• Dataset rows
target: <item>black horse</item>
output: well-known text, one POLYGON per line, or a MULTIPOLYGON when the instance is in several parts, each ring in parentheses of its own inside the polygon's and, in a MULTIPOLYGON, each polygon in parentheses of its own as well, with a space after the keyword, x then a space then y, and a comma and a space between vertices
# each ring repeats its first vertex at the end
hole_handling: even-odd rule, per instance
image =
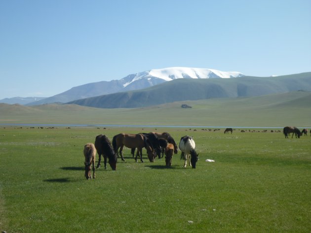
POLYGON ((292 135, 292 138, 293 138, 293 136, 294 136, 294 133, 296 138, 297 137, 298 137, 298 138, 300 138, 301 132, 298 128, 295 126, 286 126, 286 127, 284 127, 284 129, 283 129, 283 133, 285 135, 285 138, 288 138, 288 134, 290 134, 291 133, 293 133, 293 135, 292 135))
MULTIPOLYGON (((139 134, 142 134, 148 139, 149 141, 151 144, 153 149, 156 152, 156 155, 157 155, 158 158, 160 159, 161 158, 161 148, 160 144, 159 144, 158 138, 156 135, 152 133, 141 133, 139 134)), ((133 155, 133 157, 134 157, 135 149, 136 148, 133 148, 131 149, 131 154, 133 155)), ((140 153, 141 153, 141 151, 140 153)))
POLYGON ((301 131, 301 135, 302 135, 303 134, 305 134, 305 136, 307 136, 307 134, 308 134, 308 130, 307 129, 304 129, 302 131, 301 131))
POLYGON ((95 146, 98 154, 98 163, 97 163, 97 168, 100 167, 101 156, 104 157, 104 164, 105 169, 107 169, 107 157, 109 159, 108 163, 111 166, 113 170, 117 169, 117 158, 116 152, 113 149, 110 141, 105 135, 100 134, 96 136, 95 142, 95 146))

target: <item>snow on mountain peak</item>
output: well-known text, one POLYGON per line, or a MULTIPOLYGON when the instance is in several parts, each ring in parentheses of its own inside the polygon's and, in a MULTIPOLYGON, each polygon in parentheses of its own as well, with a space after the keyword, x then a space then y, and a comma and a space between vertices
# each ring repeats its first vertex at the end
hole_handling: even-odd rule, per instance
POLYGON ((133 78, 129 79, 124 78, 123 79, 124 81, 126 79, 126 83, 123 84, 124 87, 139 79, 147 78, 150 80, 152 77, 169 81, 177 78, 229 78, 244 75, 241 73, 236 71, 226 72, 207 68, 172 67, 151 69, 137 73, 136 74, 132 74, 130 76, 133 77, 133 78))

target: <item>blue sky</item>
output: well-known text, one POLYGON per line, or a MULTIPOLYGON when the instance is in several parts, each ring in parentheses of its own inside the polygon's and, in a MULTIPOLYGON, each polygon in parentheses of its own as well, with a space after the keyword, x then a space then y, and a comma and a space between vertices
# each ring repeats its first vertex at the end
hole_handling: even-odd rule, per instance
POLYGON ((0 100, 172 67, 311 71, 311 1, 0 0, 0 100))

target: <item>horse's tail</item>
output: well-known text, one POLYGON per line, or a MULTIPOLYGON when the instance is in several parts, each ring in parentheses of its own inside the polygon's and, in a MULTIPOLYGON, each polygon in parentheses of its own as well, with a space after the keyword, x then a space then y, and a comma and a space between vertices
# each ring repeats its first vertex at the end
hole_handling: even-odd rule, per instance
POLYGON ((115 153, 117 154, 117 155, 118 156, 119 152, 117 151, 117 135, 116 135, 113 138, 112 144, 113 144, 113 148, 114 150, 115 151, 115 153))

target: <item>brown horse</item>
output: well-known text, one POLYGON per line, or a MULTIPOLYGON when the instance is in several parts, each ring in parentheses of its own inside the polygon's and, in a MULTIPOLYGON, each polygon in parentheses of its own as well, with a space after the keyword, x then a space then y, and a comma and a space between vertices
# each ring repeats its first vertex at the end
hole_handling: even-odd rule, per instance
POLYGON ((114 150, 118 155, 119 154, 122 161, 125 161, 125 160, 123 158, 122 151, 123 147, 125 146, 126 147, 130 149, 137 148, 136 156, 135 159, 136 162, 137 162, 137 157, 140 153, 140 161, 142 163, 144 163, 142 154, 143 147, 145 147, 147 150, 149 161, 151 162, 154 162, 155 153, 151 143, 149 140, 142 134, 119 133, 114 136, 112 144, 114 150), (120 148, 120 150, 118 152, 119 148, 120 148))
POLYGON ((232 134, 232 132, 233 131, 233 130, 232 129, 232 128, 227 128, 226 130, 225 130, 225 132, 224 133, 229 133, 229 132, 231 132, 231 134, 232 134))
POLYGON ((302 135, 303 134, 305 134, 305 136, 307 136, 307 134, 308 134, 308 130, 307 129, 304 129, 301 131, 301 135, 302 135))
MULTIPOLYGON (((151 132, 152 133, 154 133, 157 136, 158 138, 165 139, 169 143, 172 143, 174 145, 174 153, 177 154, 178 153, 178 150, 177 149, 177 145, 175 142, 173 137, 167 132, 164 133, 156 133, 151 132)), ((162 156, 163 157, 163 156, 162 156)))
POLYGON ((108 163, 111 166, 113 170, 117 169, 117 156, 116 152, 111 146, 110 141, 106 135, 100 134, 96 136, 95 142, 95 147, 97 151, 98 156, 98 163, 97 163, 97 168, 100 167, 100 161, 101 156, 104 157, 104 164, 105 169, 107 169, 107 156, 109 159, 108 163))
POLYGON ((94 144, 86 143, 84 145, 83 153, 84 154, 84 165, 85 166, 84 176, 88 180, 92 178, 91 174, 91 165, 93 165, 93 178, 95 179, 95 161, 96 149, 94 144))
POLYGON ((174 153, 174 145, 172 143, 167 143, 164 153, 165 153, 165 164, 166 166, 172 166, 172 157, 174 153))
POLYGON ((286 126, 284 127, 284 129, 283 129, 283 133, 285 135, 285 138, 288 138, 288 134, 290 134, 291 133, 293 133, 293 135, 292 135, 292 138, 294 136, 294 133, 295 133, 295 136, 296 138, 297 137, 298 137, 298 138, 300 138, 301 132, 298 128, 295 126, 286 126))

• Given instruction
Scale the material that starts at the line containing "target: <item>blue sky</item>" and ends at the line containing "POLYGON ((115 153, 117". Write out every line in that span, both ends included, and change only the polygon vertex coordinates, multiplying each by 0.7 and rounding to a whole number with halves rounded up.

• The completed task
target: <item>blue sky</item>
output: well-known text, one POLYGON per line, or a MULTIPOLYGON when the instance is in several parts, each ring in parentheses of its own inside the polygon's and, in a MULTIPOLYGON, each polygon in parentheses of its own as well, with a space after the keyword, x then a space then y, and a comma and a space between vertices
# each ring repeats its first vertex at the end
hole_handling: even-odd rule, per instance
POLYGON ((0 70, 120 47, 218 50, 218 1, 0 0, 0 70))

target: <item>horse's tail</item>
output: well-known text, one POLYGON per line, or a MULTIPOLYGON when the instance is in several parts, each ring in parentheses of its own inside the polygon's and, in a MULTIPOLYGON, each polygon in parentheses of its own as well, with a space after the keyword, x then a space then y, and a comma and a space between vertices
# each ring repeats its first vertex at the end
hole_handling: even-odd rule, per instance
POLYGON ((81 107, 82 108, 82 109, 83 109, 83 106, 82 106, 82 95, 81 95, 79 97, 78 101, 79 101, 79 104, 80 105, 81 106, 81 107))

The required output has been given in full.